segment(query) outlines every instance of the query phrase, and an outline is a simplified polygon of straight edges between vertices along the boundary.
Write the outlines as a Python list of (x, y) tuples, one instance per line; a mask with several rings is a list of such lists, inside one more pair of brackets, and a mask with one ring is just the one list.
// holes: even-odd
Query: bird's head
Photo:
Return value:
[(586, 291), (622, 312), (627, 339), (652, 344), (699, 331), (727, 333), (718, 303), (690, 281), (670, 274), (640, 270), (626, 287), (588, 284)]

+++++

◆ WHAT YOU WILL DO: Copy the data above line for line, with no changes.

◆ WRITTEN RESPONSE:
segment(query) outlines every instance of the query phrase, and an outline is a simplified polygon of straight edges between vertices along the boundary.
Write the outlines as a Python list of (x, y) tuples, one instance per line; a mask with several rings is a list of such lists, inside one more pair of brackets, and a mask with one ring is just the one list.
// holes: even-odd
Query: bird's head
Photo:
Return value:
[(586, 291), (622, 312), (627, 339), (652, 344), (699, 331), (727, 333), (718, 303), (690, 281), (670, 274), (640, 270), (626, 287), (588, 284)]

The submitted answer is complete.